━━ Input rows

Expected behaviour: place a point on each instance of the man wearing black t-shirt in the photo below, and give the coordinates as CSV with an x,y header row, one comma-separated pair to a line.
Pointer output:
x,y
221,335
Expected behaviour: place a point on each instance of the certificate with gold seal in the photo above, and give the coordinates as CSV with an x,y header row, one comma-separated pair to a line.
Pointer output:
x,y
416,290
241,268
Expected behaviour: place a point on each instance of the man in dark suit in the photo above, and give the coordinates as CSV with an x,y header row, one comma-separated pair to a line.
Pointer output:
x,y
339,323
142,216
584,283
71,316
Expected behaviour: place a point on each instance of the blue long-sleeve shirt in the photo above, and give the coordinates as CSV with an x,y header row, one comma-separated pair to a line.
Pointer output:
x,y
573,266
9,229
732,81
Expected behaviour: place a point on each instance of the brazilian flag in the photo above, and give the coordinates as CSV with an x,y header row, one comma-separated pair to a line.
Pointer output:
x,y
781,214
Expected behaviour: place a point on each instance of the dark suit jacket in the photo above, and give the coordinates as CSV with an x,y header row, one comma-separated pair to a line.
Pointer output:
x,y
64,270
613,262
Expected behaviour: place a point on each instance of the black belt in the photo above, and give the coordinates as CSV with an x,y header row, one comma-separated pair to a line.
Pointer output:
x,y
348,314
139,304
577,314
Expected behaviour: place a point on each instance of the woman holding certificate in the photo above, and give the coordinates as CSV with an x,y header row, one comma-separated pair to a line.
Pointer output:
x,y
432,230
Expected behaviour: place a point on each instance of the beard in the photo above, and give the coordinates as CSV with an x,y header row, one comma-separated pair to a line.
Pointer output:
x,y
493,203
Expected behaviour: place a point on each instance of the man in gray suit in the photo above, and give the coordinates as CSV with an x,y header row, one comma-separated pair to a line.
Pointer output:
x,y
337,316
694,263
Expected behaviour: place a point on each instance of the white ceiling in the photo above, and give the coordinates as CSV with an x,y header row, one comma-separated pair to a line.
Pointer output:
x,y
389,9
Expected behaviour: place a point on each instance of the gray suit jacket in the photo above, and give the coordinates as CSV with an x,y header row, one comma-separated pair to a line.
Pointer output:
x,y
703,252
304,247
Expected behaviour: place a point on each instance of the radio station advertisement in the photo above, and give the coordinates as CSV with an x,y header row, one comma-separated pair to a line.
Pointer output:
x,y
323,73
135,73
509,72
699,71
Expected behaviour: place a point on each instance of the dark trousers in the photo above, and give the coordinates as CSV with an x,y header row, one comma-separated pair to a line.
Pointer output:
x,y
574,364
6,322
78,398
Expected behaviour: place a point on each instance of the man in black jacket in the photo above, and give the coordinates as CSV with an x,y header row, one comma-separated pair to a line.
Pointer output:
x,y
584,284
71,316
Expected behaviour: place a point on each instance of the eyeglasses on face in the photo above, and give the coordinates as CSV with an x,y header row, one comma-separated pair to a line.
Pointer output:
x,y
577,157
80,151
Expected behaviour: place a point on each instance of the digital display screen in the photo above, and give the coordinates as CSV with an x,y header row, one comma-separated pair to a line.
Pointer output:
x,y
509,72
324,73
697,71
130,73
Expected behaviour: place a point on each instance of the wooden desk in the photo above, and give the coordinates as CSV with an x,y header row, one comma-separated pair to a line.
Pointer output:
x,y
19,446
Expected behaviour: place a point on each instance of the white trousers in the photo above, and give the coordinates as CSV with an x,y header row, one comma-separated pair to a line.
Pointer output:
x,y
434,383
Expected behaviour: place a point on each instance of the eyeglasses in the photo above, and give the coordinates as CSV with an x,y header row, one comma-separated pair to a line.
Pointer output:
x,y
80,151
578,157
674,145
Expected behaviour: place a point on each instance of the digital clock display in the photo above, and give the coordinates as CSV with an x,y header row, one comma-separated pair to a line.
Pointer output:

━━━━

Direction: Write out all of the items above word for word, keeping every line as it appears.

Reply:
Expected behaviour: place a point on each instance of the man wearing black t-shirt in the photo below, and give the coordinates as CSV with an x,y header row, one comma-separated pair to a line.
Pointer output:
x,y
221,335
Expected behaviour: place a point on each instance of the certificate with gold seal in the photo above, and give the coordinates as CSV with an x,y header row, one comma-separated pair to a line.
Pointer output:
x,y
416,290
241,268
Expected behaviour: place a point on each instance of the man in dark suit in the photo above, and give the coordinates as CSV with an x,y header row, one comma-separated pair to a line.
Pointer output:
x,y
339,323
142,216
584,283
71,316
Expected behaviour: place a point on each instance of the blue long-sleeve shirt in the photo above, and give the coordinates as CSV with an x,y header row, one comma-separated pair to a line.
Pointer output:
x,y
573,266
9,229
732,81
Expected behaviour: place a point on each instance of the brazilian flag in the photo above, and give the coordinates as CSV with an x,y header row, one comma-separated pair to a line.
Pointer output:
x,y
781,214
Expected behaviour: place a point on each instance of the dark suit jacket in the photo above, and give the coordinates as CSV with an x,y header row, one comma-separated pair to a line.
Pointer output:
x,y
64,270
613,262
Expected behaviour: place a point on each instance of the black belt in the photo above, and give the coordinates as CSV with an x,y header row, one comma-separated pair to a line.
Pointer output:
x,y
348,314
139,304
577,314
Expected behaviour: place a point on each instance of the woman holding certificate in the photo above, and give the coordinates as CSV with an x,y header row, one comma-separated pair to a line.
Pointer output:
x,y
432,230
Expected behaviour: place a point on each instance of the beard in the photo above, and give the coordinates as CSV with an x,y header row, one comma-separated pair to a line.
Pointer output:
x,y
493,203
Expected behaviour: place a point on each instance of the man in gray suit in the photo above, and give the coordinates as CSV with an x,y header row, one comma-separated pair to a line.
Pointer output:
x,y
337,316
694,263
Expected behaviour: place a point on each instance of the white ceiling in the photo above, and give the coordinates as CSV with an x,y header row, one comma-separated pair to a line.
Pointer output:
x,y
389,9
Expected behaviour: place a point on each instance of the gray suit jacket in the photo above, and give the coordinates as CSV with an x,y header row, one comma-separated pair to a line.
Pointer output:
x,y
703,252
304,247
Expected behaviour: place a point on each instance of the radio station advertisement in the photo above, and give the coordinates as CSV with an x,y header row, one comma-separated pair to a line.
Pointer output:
x,y
323,73
135,73
509,72
699,71
Expected behaviour: place a point on each instance of the dark trousers in the photo above, and give the coordinates as CSV with an x,y header row, one comma-separated pair to a line.
Pointer output:
x,y
574,364
6,322
78,398
Expected behaviour: place a point on each instance of the man in black jacket in the photo above, and give the coordinates as CSV with an x,y header row, one comma-separated pair to a line.
Pointer output:
x,y
584,284
71,316
Expected behaviour: place a point on each instance of the eyeglasses on face in the photo above, and give the coordinates as CSV with an x,y header row, one comma-separated pair to a line.
Pointer output:
x,y
577,157
80,151
Expected behaviour: place a point on each instance of the digital display screen in the photo above, and give the coordinates as CSV with an x,y header row, one comma-separated pair to a line.
Pointer output:
x,y
509,72
324,73
697,71
130,73
Expected behaviour: place a point on each instance of the wooden desk in the photo above, and give the coordinates as CSV with an x,y header row, one comma-separated pair to a line.
Pointer output:
x,y
19,446
Expected behaviour: place a point on each instance of the white trousers in the photo above, and give the coordinates as CSV with an x,y header row, one comma-separated pair to a line.
Pointer output:
x,y
434,383
Expected behaviour: place a point on each instance of the eyeglasses in the photo above, and give the coordinates as CSV with an x,y header row, one comma-separated pair to a line.
Pointer output:
x,y
80,151
578,157
674,145
Expected behaviour: place a point on each instance of the digital clock display in the photo above, and give the coordinates as CSV with an x,y header row, one comma-separated pair to a line.
Pointer output:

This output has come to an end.